エースは高級娼婦のジンジャーに一目惚れし、プロポーズするが、彼女は昔馴染みのポン引きなどの小悪党であるレスターに惚れていた。だがエースは、結婚生活を送れば次第に愛が育まれると信じ、またエースの金を狙うレスターも、ジンジャーにエースとの結婚を勧める。二人は結婚し、娘も誕生したが、ジンジャーが本当に好きなのはお金であり、レスターへの愛も無くならなかった。
一方、シカゴのボスらは再びニッキーをエースのボディーガード兼集金係としてラスベガスへ派遣する。ニッキーの悪漢ぶりを知るエースは、彼の存在を危惧していたが、その予想通りニッキーは暴走を始め、ベガスのノミ屋でみかじめ料を要求したり、さらにはタンジール内でも仲間らとイカサマを働き横暴に振る舞うようになる。エースはこのままだと警察に目をつけられると警告するが、ニッキーは無視し、結果、警察のブラックリストに載ってカジノへの出入りも一切禁止される。だが、ニッキーは今度は故郷から弟や仲間を呼び寄せると強盗を働くようになり、カジノにいた時に構築した情報網で上手く荒稼ぎすると、その金で表向きはレストランを経営し始める。
ジンジャーはレスターに大金を渡すためにエースに金をせびるが、それによってレスターと関係が切れていなかったことがバレてしまう。エースは見せしめにレスターを痛めつけるが、逆にジンジャーはショックを受けて酒浸りになってしまう。また、カジノの経営でも徹底的な管理で成功を収める一方で、地元有力者のコネで雇っていた無能な従業員を解雇したことで恨みを買ってしまう。さらにニッキー一味の犯罪によってタンジールに対する監視の目もキツくなり、ボス達への上納金も減り始めていた。そこでボスらは、アンダーボスのピスカーノをカジノへ送り込み様子を探らせる。
表向きタンジールの社長であったフィリップ・グリーンが、女性と揉め事を起こして金のことで訴えられ、法廷でカジノの帳簿の提出を迫られる事態が発生する。マフィアへの横流しが発覚してしまうためにニッキーは原告の女性を殺害し、それによってエースまでもFBIの監視対象となってしまう。エースはカジノ運営のための免許を獲得するため奔走し始めるが、一方でニッキーはカジノの運営の邪魔者を次々と殺害しはじめ、よりカジノ運営が厳しくなっていく。さすがのボスたちもニッキーを注意するが、彼は無視する。結局、エースの免許申請は、ニッキーの犯罪と、義弟を解雇された役人の妨害で、不当に拒否される。怒ったエースは、カジノで接待を受けていた政治家たちを罵り、さらに一線を超えて自らテレビ番組を製作して、政治家や役人の不正の糾弾まではじめた。
▬▬▬▬▬▬▬▬▬▬
* **課題**
a - 本文に名前が出てくる人物を、登場する順にすべて挙げてください。
b - 本文から、「エースは高級娼婦のジンジャー」という語句を含む箇所で引用を始め、「ーへの愛も無くならなかった。」の直後で終えて、その範囲をそのまま引用すること。

[データソースからの項目]
▬▬▬▬▬▬▬▬▬▬
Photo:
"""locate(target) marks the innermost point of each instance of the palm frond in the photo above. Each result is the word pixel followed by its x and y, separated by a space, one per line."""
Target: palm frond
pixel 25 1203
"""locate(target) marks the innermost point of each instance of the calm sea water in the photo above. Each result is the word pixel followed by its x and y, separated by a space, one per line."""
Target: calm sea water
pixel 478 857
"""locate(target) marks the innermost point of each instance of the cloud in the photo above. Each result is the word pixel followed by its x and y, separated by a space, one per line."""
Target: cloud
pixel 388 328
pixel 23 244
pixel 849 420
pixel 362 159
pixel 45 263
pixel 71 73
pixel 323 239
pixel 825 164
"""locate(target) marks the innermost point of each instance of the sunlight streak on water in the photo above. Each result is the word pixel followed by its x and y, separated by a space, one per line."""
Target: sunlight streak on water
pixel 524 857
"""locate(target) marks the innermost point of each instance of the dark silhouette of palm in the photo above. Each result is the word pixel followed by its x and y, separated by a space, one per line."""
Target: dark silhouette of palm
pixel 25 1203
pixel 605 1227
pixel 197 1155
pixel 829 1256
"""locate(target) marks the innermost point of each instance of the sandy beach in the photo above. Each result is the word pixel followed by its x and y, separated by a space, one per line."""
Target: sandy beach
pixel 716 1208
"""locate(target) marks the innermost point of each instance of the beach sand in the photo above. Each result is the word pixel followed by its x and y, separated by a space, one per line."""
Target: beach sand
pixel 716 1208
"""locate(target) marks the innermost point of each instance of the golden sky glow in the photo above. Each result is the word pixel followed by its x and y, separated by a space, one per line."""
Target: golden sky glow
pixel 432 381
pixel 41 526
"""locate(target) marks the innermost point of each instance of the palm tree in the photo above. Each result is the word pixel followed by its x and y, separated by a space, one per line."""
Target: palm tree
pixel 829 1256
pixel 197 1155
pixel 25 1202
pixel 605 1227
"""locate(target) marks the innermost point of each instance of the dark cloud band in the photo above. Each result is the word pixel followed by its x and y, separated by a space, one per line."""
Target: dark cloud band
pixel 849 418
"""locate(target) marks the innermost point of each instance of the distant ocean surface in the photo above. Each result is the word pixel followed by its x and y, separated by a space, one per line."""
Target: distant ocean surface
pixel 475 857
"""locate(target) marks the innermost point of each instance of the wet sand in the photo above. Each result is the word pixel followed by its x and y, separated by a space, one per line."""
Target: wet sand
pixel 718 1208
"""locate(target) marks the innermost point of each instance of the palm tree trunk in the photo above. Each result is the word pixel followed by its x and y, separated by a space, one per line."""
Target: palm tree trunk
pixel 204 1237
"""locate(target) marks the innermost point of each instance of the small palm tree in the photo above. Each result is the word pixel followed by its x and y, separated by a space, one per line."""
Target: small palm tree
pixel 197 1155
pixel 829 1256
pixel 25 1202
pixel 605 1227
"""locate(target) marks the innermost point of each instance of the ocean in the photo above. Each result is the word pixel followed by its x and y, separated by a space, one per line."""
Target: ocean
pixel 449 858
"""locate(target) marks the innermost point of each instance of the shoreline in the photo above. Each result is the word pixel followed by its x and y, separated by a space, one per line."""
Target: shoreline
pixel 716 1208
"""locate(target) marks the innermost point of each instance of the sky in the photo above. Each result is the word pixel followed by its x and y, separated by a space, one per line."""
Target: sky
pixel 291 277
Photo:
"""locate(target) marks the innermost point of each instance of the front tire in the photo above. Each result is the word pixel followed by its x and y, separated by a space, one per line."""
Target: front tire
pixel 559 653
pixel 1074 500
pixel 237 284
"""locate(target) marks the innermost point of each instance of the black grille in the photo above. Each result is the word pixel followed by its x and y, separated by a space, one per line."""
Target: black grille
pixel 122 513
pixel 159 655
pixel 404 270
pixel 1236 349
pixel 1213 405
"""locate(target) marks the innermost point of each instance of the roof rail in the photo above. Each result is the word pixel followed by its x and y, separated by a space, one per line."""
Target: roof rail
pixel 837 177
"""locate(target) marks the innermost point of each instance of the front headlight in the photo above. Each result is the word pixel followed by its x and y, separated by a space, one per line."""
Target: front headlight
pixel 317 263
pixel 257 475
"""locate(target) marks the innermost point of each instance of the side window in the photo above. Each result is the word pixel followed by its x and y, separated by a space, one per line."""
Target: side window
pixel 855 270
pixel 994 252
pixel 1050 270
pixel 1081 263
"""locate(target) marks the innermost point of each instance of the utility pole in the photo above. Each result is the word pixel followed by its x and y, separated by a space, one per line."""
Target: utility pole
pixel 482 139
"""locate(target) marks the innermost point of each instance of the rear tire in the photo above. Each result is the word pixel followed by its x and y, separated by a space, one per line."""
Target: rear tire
▬▬▬▬▬▬▬▬▬▬
* **順番どおりの解答**
a - エース、ジンジャー、レスター、ニッキー、ピスカーノ、フィリップ・グリーン

b -
エースは高級娼婦のジンジャーに一目惚れし、プロポーズするが、彼女は昔馴染みのポン引きなどの小悪党であるレスターに惚れていた。だがエースは、結婚生活を送れば次第に愛が育まれると信じ、またエースの金を狙うレスターも、ジンジャーにエースとの結婚を勧める。二人は結婚し、娘も誕生したが、ジンジャーが本当に好きなのはお金であり、レスターへの愛も無くならなかった。